Peter Everaert, Managing Director, Innovations, Korn Ferry, works with boards, executives and governments on staying ahead of change.
Jean Botti’s passion has always been about flying planes. The Frenchman, currently living in the United States, loves peering through the fisheye lens of the cockpit windshield, managing the flight deck, and navigating the horizon. That passion, unfortunately, didn’t align with French law. To cut down on noise pollution, the country imposed severe restrictions on recreational aircraft use. Botti could only fly during a three-hour window on weekends.
Botti, who served as the CEO for Innovations Works and Chief Technical Officer at Airbus from 2006 until 2016, did not take this challenge to his passion lightly, so he began to work on designing a quieter aircraft. The result—the Voltair—is the first commercial electronically-powered aircraft. The aim ultimately is to have one that has zero emissions, but the real innovation, he says, is how quiet the plane is. The noise from this new aircraft’s engine is barely a whisper compared to the roar of a typical engine. Of course, if the plane is quieter, it would not run afoul of noise-level restrictions in France or anywhere else, which means it can be flown at any hour of the day. The more a plane can fly, the more valuable it is to the airline that owns it.
I hosted Botti at a recent gathering of other Korn Ferry partners in San Francisco to talk about what companies can do to spur innovation. What quickly emerged was a discussion on passion and, more broadly, human needs. Indeed, when Botti talks about innovation his focus is on those needs and on creating more meaningful lives. Technology that is not developed to serve mankind should not be considered as innovation, Botti says. That sentiment drove the development of the Voltair as well, Botti says. Like other commercial aircraft, the Voltair can essentially fly itself, but it is not trying to replace the pilot. Pilots, after all, are pilots because they love to fly.
This is why Botti is skeptical of the prospect of a world where there are only self-driving cars. It is not a question of whether the car can power and navigate itself—that technology is essentially here—but whether all humans really want to be driven around. “Humans have to be in charge of their destiny,” Botti says. He questions whether people really want a self-driving car or just technology that makes driving safer and simpler.
After years of driving innovation with Airbus, Botti joined Philips Healthcare as Chief Innovation and Strategy Officer. He envisions the possibility of tremendous advances in healthcare, particularly in the use of artificial intelligence to diagnose maladies. But neither AI nor robots should be the ones delivering that diagnosis to patients. Human nature shows that we all need some degree of empathy in those situations, not a calculated response from a robot. “Innovation can be anything but myopic,” Botti says.
It is a lesson for all companies that aim to be innovators.

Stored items

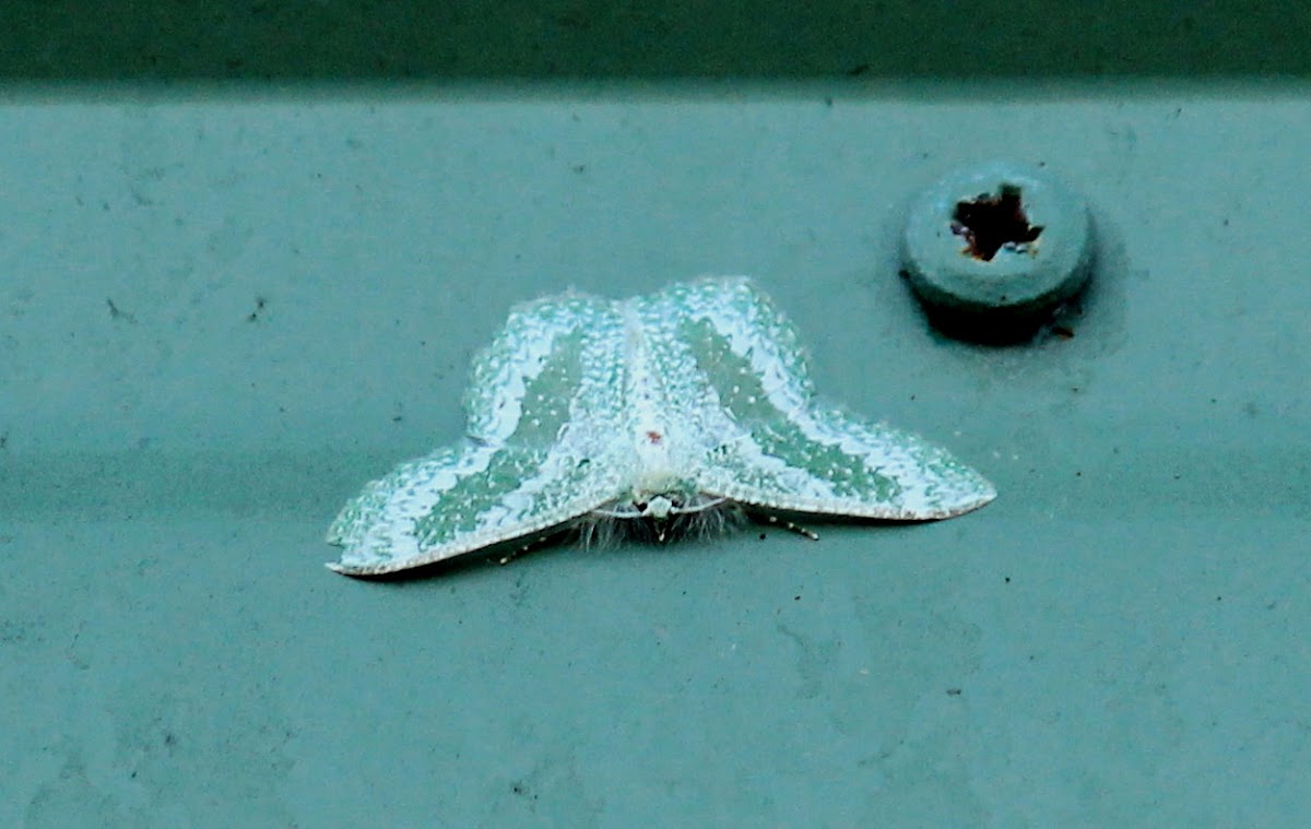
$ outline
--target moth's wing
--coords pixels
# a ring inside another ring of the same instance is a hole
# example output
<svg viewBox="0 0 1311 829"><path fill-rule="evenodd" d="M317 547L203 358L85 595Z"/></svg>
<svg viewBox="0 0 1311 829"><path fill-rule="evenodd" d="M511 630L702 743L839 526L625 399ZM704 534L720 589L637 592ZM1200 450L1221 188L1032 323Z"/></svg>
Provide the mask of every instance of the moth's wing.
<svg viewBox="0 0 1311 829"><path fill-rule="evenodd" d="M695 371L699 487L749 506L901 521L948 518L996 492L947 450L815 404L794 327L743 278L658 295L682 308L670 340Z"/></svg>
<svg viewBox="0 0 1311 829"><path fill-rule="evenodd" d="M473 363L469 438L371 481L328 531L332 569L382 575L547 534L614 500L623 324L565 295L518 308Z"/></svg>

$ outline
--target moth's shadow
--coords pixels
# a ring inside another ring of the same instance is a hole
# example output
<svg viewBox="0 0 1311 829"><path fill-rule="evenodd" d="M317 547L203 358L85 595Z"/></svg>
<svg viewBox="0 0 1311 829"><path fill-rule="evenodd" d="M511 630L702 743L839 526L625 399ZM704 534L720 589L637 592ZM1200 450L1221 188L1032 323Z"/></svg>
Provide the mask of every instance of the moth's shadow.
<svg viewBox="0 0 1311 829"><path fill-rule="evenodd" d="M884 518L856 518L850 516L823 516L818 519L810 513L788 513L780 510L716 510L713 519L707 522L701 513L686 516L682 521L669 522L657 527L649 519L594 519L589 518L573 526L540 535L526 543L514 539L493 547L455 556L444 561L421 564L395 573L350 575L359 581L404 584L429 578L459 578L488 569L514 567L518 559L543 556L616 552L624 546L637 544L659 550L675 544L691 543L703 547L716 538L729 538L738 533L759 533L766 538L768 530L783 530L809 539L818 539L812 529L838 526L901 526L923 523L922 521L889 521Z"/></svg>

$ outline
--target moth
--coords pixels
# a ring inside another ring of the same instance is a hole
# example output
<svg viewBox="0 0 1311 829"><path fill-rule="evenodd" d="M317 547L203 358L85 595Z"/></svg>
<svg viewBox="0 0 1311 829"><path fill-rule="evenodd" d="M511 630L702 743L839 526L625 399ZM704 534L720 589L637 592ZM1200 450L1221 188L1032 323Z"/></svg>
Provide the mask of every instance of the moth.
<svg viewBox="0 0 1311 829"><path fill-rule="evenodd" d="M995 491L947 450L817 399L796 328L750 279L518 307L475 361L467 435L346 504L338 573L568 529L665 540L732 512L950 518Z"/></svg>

## WORK INSTRUCTION A
Reproduce word for word the part of the article on Jean Botti that opens with the words containing "Botti, who served" and closes with "that owns it.".
## WORK INSTRUCTION B
Using the article on Jean Botti, answer these questions:
(i) During which years did Botti serve at Airbus?
(ii) In which city did the gathering of Korn Ferry partners take place?
(iii) What title did Botti take on when he joined Philips Healthcare?
The stored items come from a separate source unrelated to the article.

## RESPONSE BOX A
Botti, who served as the CEO for Innovations Works and Chief Technical Officer at Airbus from 2006 until 2016, did not take this challenge to his passion lightly, so he began to work on designing a quieter aircraft. The result—the Voltair—is the first commercial electronically-powered aircraft. The aim ultimately is to have one that has zero emissions, but the real innovation, he says, is how quiet the plane is. The noise from this new aircraft’s engine is barely a whisper compared to the roar of a typical engine. Of course, if the plane is quieter, it would not run afoul of noise-level restrictions in France or anywhere else, which means it can be flown at any hour of the day. The more a plane can fly, the more valuable it is to the airline that owns it.

## RESPONSE BOX B
(i) From 2006 until 2016.
(ii) San Francisco.
(iii) Chief Innovation and Strategy Officer.